◆ Data shown
— start —

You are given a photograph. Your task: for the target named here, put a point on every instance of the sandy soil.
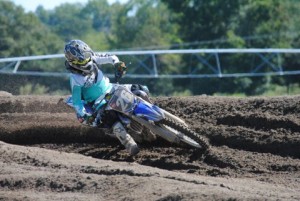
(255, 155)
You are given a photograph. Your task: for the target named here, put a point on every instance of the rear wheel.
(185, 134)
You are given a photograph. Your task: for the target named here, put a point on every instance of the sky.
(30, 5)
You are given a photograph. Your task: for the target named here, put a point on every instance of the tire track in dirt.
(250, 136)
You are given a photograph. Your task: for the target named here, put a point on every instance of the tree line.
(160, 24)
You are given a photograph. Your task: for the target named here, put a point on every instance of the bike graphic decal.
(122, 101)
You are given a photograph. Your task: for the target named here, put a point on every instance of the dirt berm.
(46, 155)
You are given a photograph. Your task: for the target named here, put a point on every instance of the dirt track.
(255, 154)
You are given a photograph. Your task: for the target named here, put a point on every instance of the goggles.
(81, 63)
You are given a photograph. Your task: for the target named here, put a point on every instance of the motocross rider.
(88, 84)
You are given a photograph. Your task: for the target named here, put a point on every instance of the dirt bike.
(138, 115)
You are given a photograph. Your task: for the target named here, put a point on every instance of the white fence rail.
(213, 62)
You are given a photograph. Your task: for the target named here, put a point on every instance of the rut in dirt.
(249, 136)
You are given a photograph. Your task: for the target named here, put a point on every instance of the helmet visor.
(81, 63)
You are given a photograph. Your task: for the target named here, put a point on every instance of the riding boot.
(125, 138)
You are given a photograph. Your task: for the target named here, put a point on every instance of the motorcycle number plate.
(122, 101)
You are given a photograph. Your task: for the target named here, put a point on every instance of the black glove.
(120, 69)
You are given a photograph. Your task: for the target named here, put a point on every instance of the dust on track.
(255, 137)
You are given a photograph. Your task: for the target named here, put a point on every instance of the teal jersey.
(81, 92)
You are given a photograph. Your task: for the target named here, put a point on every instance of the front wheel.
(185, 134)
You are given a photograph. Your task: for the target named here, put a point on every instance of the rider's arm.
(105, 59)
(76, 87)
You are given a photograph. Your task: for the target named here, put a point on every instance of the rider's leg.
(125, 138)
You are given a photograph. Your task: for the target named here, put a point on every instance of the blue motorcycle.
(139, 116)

— end —
— start —

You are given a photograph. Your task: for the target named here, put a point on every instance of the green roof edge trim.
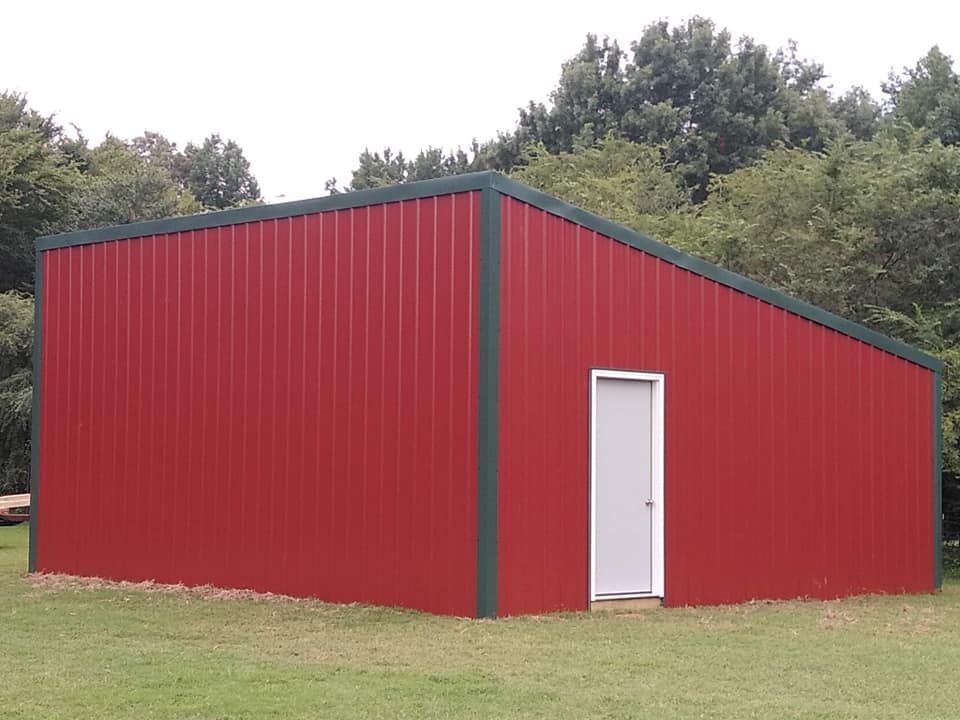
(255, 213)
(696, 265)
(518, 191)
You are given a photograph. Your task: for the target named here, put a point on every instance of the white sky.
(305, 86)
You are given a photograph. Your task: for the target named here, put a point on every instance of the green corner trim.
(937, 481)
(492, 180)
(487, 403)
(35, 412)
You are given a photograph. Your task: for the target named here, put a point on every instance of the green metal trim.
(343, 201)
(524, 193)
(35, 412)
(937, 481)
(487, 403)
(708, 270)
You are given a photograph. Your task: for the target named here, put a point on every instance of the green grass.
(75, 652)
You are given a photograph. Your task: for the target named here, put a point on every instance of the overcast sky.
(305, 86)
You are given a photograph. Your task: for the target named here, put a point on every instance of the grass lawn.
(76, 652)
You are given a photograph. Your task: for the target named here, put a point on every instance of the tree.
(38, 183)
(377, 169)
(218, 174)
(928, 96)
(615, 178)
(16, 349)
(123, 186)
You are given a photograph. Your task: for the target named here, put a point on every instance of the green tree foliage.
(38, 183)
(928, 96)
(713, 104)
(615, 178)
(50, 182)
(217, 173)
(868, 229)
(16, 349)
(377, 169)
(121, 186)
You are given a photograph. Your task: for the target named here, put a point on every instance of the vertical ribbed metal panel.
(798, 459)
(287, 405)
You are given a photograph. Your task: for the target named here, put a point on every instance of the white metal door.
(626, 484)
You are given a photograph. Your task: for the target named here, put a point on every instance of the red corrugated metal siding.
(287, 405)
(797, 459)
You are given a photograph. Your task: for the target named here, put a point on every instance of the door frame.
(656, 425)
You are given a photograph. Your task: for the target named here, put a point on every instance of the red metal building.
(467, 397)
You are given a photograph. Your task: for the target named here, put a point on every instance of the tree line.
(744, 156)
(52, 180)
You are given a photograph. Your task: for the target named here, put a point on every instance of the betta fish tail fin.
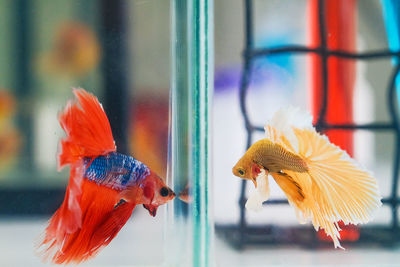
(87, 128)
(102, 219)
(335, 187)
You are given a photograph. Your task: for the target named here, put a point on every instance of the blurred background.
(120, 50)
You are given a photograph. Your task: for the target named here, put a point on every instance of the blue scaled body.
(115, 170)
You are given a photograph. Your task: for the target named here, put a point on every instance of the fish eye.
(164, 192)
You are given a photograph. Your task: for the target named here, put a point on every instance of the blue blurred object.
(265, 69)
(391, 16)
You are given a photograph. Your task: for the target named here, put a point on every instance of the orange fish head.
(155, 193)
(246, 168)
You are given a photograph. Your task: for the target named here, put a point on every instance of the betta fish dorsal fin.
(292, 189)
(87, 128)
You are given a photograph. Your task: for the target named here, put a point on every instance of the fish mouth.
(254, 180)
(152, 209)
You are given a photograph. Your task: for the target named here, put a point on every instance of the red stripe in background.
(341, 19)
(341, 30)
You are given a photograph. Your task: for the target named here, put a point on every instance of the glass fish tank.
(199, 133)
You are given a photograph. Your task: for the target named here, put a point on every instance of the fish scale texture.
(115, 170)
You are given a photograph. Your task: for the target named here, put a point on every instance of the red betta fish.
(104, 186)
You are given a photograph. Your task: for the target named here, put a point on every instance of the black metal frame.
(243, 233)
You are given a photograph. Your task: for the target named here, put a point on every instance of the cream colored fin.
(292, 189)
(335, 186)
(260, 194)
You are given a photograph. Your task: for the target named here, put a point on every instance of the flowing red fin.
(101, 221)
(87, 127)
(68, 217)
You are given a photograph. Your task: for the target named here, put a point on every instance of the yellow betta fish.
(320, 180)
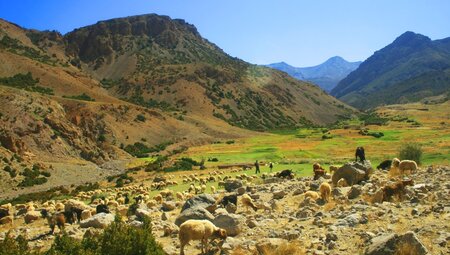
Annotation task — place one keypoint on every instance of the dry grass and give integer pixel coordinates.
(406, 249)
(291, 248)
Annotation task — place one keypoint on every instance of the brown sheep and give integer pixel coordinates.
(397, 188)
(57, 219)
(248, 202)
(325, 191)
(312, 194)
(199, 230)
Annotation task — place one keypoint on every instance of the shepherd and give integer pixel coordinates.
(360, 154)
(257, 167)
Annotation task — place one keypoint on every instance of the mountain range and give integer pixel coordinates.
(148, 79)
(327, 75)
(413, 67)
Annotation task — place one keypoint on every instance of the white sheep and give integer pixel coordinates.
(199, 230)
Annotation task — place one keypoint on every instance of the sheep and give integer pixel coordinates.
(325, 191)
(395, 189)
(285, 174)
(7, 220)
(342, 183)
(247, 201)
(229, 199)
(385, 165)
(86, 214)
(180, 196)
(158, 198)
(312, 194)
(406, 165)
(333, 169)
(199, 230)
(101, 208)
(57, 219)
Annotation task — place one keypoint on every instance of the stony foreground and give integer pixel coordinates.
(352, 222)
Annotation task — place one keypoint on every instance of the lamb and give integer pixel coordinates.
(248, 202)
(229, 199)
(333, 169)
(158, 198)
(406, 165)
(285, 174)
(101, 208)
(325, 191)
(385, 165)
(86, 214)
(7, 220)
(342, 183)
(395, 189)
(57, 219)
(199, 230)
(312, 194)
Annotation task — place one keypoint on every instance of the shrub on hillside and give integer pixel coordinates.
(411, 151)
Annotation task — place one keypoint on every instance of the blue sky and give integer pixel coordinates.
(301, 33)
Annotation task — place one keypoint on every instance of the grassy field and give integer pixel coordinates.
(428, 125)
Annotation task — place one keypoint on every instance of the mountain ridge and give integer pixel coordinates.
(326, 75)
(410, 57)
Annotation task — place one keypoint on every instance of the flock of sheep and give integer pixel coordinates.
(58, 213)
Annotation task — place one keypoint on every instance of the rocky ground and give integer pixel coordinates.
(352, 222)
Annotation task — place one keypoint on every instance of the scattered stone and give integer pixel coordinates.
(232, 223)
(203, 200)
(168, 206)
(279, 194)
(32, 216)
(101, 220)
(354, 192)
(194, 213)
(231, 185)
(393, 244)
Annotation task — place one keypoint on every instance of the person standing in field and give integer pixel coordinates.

— end —

Reproduce the records above word for word, beginning at the line that has "foreground and give integer pixel coordinates." and stopping after the line that has "in field and give integer pixel coordinates.".

◆ Task response
Annotation task — place one keypoint on every instance of the stony foreground and give integer pixel coordinates.
(352, 222)
Annotation task — place one keypoint on every instance of the lamb and give integer pixel coordinates.
(248, 202)
(229, 199)
(333, 169)
(158, 198)
(406, 165)
(285, 174)
(101, 208)
(325, 191)
(385, 165)
(86, 214)
(7, 220)
(342, 183)
(395, 189)
(57, 219)
(199, 230)
(312, 194)
Annotation task — place one keypoint on every instance of the shrub on hillside and give integer pixel coordinates.
(411, 151)
Annotation task — place one keypoint on every instance of the blue sky and give integer pixel coordinates.
(301, 33)
Annotation task — place one keypoint on every instance of the grassy field and give integer pixel coordinates.
(428, 125)
Annotation task — place one keypoint on every instance of the mountain ridge and give integer pixel coordinates.
(326, 75)
(410, 57)
Annotation task — place one keypoint on every instance of the flock of sheep and give integer pixel coordinates.
(58, 213)
Annotation task — place one keypoint on every instance of the rocky ground and give integer pixel coordinates.
(352, 222)
Annotation task — place one keypoint on every instance of the scattered stone and give integer pixel coordinates.
(232, 223)
(203, 200)
(168, 206)
(279, 194)
(32, 216)
(101, 220)
(354, 192)
(194, 213)
(231, 185)
(393, 244)
Annotation task — place one keypoint on every instance of the person standing in field and give integer pixel coordinates.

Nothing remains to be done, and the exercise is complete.